Problem to solve: The answer must be the full data, restated word for word, with no pictures in it.

[Natural-language object grounding data]

*-*-*

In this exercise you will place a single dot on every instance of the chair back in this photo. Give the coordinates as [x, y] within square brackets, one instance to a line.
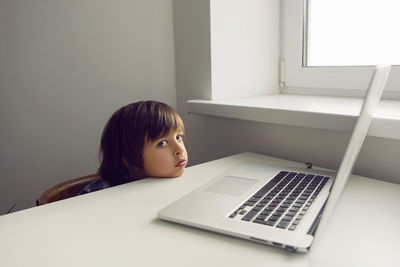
[66, 189]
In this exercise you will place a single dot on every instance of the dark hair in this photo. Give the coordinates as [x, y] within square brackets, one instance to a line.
[125, 134]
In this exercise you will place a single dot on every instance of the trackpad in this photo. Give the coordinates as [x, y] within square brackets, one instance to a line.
[231, 185]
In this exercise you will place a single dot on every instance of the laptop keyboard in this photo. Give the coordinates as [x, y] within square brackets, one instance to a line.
[283, 201]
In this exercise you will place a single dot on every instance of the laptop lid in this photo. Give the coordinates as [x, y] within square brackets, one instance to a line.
[360, 131]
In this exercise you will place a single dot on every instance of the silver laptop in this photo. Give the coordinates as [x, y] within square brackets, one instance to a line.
[276, 205]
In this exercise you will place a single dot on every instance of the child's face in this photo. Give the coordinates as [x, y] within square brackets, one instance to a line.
[166, 156]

*-*-*

Written solution:
In this exercise you will place a single dot on every instance of the chair back in this photo. Give the coordinates as [x, y] within square brackets, one instance to a line.
[66, 189]
In this exercise you will place a single dot on every instance of the dark hair in this photo. Give the coordinates as [x, y] within square brackets, one instance to a line.
[125, 134]
In this exercise you will place a single dot on every instance of the trackpad in this photo. Give the coordinates as [x, y] within square brackets, one instance to a line.
[231, 185]
In this exercise you will place a single dot on every instance of the laptop keyboard in this photo. Give the coordinates as [x, y] within square brackets, one instance to a line.
[283, 201]
In this exercise you will place a single dot on every instance of the laptop lid in this photo. Give the coordinates as [x, y] within square brackets, one instance to a line.
[360, 131]
In this exercise you will place a single dot on every instance of the silver laptop in this photo. Give the coordinates as [x, y] within square brackets, one instance to a line.
[276, 205]
In this exercise you will place a single dot on every instance of the child's face in this photo. Give the coordinates as [x, y] within square brackets, one instance to a line.
[166, 156]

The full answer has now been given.